### TESTO FORNITO:
****************************************

La legittimità del D.L. 116/2014
Altro spunto importante è la affermazione, condivisa sia dall’Avvocato Generale che dalla Corte europea, secondo cui la disciplina introdotta in Italia con il D.L. 116/2014 (che aveva riscritto la parte introduttiva dell’Allegato alla parte IV del D. lgs. 152/2006, dettando norme in materia di classificazione dei rifiuti) era sostanzialmente compatibile con il diritto armonizzato europeo.
Priva di pregio appare, quindi, l’obiezione, presente anche in testi governativi, e segnatamente nell’ultima modifica normativa (il c.d. “decreto Mezzogiorno”, art. 9 del decreto legge 20 giugno 2017, n. 91) secondo cui tale normativa sarebbe stata incompatibile con il nuovo regolamento UE e la nuova Decisione in materia di classificazione dei rifiuti.
Ancora, secondo le parti private, la legge n. 116/2014 costituirebbe una «regola tecnica» che avrebbe dovuto essere notificata previamente alla Commissione. Poiché tale notifica non è avvenuta, detta legge, sempre secondo le difese degli imputati, non avrebbe potuto applicarsi ai singoli.
Secondo la Corte, al contrario, “ è pacifico che, adottando le disposizioni della legge n. 116/2014, la Repubblica italiana ha adempiuto obblighi derivanti da direttive in materia di classificazione dei rifiuti, in particolare dalla direttiva 2008/98. Pertanto, ammettendo che la legge n. 116/2014 rientri nell’ambito di applicazione della direttiva 98/34, l’assenza di notifica di tali disposizioni da parte di detto Stato membro non costituirebbe un vizio procedurale sostanziale tale da comportare l’inapplicabilità ai singoli delle regole tecniche di cui trattasi. Detta assenza non inficia la loro opponibilità ai singoli e non ha quindi, in quanto tale, alcuna incidenza sulla ricevibilità delle questioni pregiudiziali ”.
Crolla un altro dei totemsu cui riposava, lo vedremo, la teoria della probabilità.
La questione linguistica
Il giudice del rinvio nutriva anche dubbi sull’interpretazione di due termini di cui al punto 2 della rubrica «Valutazione e classificazione» dell’allegato della decisione 2000/532, come modificati dalla decisione 2014/955.
Secondo il testo italiano di tale disposizione, infatti, «(...) l’iscrizione di una voce nell’elenco armonizzato di rifiuti contrassegnata come pericolosa, con un riferimento specifico o generico a “sostanze pericolose”, è opportuna solo quando questo rifiuto contiene sostanze pericolose pertinenti che determinano nel rifiuto una o più delle caratteristiche di pericolo (...) ».
Rileva l’avvocato Generale (la Corte non tratta questo aspetto) che il giudice del rinvio afferma che, secondo talune interpretazioni, l’impiego dei termini «opportuna» e «pertinenti», in relazione ai codici specchio, confermerebbe che può sussistere un potere discrezionale di valutazione e che l’accertamento della pericolosità è limitato ai componenti del rifiuto pertinenti in funzione della loro pericolosità.

****************************************

### VOCI FORNITE:

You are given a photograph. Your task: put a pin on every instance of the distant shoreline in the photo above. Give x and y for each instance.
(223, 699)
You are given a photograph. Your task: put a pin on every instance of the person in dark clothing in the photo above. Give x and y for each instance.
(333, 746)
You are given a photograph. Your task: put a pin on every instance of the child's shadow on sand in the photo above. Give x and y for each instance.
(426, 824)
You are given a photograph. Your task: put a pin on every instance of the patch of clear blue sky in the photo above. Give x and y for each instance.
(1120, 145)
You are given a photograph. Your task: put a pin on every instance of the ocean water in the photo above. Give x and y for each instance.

****************************************

### DETTAGLI DEL PROBLEMA:
Copia dal testo sul D.L. 116/2014 tutto ciò che va da "La legittimità del" fino a "classificazione dei rifiuti.", estremi inclusi.

### RISPOSTA ATTESA:
La legittimità del D.L. 116/2014
Altro spunto importante è la affermazione, condivisa sia dall’Avvocato Generale che dalla Corte europea, secondo cui la disciplina introdotta in Italia con il D.L. 116/2014 (che aveva riscritto la parte introduttiva dell’Allegato alla parte IV del D. lgs. 152/2006, dettando norme in materia di classificazione dei rifiuti) era sostanzialmente compatibile con il diritto armonizzato europeo.
Priva di pregio appare, quindi, l’obiezione, presente anche in testi governativi, e segnatamente nell’ultima modifica normativa (il c.d. “decreto Mezzogiorno”, art. 9 del decreto legge 20 giugno 2017, n. 91) secondo cui tale normativa sarebbe stata incompatibile con il nuovo regolamento UE e la nuova Decisione in materia di classificazione dei rifiuti.